Short task: Write out every line below as a JSON list of strings, one string per line, leaving out any blank lines.

::::

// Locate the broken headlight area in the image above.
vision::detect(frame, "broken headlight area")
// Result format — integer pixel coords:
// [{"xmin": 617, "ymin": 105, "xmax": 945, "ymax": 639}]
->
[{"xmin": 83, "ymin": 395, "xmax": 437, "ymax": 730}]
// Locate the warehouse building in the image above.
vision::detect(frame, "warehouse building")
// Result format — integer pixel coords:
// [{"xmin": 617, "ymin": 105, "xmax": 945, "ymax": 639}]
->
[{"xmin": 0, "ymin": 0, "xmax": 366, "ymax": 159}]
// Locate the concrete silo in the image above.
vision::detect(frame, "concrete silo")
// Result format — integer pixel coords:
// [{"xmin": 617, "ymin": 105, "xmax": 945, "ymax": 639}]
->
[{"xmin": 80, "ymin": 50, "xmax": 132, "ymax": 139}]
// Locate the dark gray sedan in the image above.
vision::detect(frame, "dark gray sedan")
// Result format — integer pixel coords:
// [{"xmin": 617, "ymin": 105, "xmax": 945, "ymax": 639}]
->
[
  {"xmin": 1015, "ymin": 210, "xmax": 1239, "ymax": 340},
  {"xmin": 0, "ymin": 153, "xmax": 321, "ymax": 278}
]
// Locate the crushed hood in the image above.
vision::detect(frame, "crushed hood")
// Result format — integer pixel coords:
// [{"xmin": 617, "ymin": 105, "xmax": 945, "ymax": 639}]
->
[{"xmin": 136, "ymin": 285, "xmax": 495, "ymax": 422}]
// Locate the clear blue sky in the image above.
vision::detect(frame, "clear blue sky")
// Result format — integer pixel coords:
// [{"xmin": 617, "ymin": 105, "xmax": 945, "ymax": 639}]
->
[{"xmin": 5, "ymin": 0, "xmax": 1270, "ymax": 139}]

::::

Response for this exercise:
[
  "// Locate the broken headlight area in the image above.",
  "vision::detect(frame, \"broken headlight area\")",
  "// Result format — integer pixel coords:",
  "// [{\"xmin\": 617, \"ymin\": 105, \"xmax\": 945, \"ymax\": 639}]",
  "->",
  "[{\"xmin\": 83, \"ymin\": 395, \"xmax\": 437, \"ymax\": 730}]",
  "// Locate the warehouse building in the image above.",
  "vision::detect(frame, \"warehouse building\")",
  "// Result format — integer pixel coords:",
  "// [{\"xmin\": 617, \"ymin\": 105, \"xmax\": 945, \"ymax\": 639}]",
  "->",
  "[{\"xmin\": 0, \"ymin\": 0, \"xmax\": 366, \"ymax\": 159}]",
  "// Locate the concrete silo in the image above.",
  "vision::detect(frame, \"concrete silo\")",
  "// Result format — integer pixel coords:",
  "// [{\"xmin\": 617, \"ymin\": 105, \"xmax\": 945, \"ymax\": 639}]",
  "->",
  "[{\"xmin\": 80, \"ymin\": 50, \"xmax\": 132, \"ymax\": 139}]",
  "// Locate the dark gray sedan in the image above.",
  "vision::detect(frame, \"dark gray sedan\")",
  "// Result format — integer pixel coords:",
  "// [{\"xmin\": 617, \"ymin\": 105, \"xmax\": 945, \"ymax\": 639}]",
  "->",
  "[",
  "  {\"xmin\": 1015, \"ymin\": 210, \"xmax\": 1239, \"ymax\": 340},",
  "  {\"xmin\": 0, \"ymin\": 153, \"xmax\": 321, \"ymax\": 278}",
  "]",
  "// Locate the crushed hood in the image above.",
  "vision::detect(frame, \"crushed hood\")",
  "// Result format — integer pixel coords:",
  "// [{\"xmin\": 617, \"ymin\": 105, \"xmax\": 945, \"ymax\": 639}]",
  "->",
  "[{\"xmin\": 136, \"ymin\": 285, \"xmax\": 495, \"ymax\": 422}]",
  "// Locate the clear blue sky in the image above.",
  "vision::detect(frame, \"clear blue sky\")",
  "// Result format — integer pixel coords:",
  "// [{\"xmin\": 617, \"ymin\": 105, \"xmax\": 945, \"ymax\": 639}]",
  "->",
  "[{\"xmin\": 5, \"ymin\": 0, \"xmax\": 1270, \"ymax\": 139}]"
]